Stored data entries:
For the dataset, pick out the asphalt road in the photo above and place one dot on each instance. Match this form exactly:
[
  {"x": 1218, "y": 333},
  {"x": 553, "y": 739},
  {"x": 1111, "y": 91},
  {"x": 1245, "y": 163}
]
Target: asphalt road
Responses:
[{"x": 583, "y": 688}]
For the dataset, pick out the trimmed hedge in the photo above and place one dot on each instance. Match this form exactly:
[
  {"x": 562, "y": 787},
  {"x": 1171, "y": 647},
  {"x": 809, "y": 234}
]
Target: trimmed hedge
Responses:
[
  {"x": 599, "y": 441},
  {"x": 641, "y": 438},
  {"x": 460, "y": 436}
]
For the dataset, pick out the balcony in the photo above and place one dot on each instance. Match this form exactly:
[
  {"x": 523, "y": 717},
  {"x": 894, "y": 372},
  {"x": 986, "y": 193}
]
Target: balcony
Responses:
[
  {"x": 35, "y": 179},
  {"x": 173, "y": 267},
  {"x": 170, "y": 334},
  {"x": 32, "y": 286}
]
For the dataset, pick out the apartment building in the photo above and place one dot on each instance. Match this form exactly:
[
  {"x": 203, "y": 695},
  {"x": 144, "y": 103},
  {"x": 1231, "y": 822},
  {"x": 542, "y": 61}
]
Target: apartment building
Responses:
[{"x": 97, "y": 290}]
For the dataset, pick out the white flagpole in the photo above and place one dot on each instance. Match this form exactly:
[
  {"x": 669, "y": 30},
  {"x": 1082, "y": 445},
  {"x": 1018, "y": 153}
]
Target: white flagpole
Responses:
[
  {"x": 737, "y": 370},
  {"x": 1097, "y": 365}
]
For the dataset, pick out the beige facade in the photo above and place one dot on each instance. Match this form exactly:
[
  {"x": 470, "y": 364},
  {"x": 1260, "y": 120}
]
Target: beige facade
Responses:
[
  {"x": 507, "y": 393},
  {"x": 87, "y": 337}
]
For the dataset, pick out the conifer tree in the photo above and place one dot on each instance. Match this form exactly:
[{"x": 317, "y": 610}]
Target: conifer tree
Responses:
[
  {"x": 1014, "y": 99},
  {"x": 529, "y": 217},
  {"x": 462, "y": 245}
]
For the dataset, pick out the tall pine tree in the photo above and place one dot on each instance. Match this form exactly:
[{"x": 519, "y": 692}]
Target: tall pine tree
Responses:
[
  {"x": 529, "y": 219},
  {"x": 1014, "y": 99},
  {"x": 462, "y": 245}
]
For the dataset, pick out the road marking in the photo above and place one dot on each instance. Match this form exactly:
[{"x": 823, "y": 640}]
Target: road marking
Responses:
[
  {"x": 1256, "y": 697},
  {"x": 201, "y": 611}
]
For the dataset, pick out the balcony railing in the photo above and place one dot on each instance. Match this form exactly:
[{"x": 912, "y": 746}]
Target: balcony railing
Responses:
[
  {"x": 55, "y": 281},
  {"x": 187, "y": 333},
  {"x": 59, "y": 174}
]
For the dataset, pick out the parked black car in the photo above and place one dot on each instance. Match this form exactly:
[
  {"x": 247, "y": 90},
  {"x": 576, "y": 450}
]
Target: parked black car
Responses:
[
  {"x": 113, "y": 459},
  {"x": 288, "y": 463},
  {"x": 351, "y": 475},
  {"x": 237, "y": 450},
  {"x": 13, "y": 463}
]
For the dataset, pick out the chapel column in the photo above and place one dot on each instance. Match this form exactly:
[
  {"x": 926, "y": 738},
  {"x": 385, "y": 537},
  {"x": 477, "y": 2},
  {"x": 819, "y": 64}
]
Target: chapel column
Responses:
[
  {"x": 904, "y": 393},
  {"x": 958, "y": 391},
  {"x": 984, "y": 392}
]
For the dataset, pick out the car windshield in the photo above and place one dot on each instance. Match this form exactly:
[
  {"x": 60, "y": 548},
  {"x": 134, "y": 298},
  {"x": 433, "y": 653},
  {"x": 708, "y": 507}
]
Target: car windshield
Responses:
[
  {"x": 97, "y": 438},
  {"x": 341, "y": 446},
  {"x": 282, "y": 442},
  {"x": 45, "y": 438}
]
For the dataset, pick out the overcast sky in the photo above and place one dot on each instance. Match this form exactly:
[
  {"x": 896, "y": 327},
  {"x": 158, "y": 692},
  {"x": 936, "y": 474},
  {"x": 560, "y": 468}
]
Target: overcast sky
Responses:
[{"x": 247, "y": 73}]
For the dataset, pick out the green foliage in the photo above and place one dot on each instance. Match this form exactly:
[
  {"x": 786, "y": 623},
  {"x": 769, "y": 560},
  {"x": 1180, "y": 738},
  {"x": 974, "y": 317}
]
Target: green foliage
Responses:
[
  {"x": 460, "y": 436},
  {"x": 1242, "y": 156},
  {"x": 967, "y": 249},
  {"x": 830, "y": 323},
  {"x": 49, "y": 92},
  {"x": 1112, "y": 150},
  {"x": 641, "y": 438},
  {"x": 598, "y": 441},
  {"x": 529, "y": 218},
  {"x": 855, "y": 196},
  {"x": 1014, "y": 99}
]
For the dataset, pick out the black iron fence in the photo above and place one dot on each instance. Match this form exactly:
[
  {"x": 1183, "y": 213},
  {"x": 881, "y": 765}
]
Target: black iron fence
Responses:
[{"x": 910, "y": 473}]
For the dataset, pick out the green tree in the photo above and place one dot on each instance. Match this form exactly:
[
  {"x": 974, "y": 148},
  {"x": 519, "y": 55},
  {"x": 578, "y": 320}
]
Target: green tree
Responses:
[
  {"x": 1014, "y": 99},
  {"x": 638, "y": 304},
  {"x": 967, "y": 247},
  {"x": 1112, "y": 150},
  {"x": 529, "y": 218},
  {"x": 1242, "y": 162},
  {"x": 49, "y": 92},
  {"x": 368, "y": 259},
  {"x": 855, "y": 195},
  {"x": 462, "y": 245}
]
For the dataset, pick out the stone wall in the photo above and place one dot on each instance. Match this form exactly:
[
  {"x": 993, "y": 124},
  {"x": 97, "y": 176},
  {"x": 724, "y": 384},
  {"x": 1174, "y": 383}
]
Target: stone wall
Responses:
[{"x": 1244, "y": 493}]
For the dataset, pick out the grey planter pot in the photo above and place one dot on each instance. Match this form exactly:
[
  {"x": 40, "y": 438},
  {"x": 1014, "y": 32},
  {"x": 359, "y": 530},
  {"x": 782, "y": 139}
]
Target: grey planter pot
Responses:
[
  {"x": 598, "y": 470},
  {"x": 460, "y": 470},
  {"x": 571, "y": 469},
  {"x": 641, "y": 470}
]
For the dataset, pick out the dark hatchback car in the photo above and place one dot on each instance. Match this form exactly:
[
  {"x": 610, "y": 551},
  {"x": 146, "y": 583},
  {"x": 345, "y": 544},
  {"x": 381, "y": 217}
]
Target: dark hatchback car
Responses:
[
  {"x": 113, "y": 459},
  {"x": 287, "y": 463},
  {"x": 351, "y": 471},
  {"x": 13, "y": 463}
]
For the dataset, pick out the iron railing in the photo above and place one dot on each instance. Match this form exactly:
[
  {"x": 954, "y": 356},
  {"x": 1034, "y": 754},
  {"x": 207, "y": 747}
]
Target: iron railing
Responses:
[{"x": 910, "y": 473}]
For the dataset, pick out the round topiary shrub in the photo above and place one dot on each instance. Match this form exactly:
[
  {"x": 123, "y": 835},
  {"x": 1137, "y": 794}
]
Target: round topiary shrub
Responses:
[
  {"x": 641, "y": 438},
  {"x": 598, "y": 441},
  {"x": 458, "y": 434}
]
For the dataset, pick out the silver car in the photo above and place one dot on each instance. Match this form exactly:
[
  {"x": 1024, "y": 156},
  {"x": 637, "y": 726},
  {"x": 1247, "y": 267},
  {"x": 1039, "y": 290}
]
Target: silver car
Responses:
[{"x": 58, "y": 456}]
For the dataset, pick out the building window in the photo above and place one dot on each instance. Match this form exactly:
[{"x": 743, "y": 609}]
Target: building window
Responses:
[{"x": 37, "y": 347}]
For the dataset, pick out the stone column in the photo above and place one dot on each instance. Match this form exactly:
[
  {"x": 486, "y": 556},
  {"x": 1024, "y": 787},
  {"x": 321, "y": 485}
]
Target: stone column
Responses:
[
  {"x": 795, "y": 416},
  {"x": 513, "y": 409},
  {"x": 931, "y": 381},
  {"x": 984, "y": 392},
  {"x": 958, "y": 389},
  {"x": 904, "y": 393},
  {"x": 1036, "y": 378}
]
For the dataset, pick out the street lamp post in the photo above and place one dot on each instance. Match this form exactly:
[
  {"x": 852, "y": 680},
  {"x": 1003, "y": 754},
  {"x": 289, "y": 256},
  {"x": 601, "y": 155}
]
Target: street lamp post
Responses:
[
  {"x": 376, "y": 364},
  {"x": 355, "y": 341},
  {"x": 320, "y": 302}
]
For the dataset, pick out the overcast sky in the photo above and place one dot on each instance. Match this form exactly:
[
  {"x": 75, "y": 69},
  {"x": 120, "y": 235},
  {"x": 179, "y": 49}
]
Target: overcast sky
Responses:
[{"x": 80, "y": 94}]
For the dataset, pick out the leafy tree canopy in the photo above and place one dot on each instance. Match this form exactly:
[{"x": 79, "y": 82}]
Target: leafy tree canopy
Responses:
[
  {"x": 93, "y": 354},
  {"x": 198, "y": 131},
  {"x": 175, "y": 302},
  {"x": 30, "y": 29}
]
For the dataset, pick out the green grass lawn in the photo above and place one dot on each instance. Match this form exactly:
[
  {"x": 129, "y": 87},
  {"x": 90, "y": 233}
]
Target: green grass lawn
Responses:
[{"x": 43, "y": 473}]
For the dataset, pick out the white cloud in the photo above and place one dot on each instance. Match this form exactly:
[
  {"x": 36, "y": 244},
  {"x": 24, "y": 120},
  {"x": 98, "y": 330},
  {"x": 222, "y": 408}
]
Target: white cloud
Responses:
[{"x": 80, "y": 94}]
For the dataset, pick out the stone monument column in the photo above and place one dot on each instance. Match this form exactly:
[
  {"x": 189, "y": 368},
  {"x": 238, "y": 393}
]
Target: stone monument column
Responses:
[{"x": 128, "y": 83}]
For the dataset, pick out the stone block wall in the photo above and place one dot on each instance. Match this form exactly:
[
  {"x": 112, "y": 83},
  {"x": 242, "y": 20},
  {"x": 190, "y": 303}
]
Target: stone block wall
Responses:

WHAT YOU HAVE TO DO: Which lines of the entries above contain the word "dark"? Copy each of them.

ANSWER TO THE PROBLEM:
For the dataset, pick out the dark hatchback car in the photo above and place one dot on each instance. Match this form exactly:
Target: dark hatchback car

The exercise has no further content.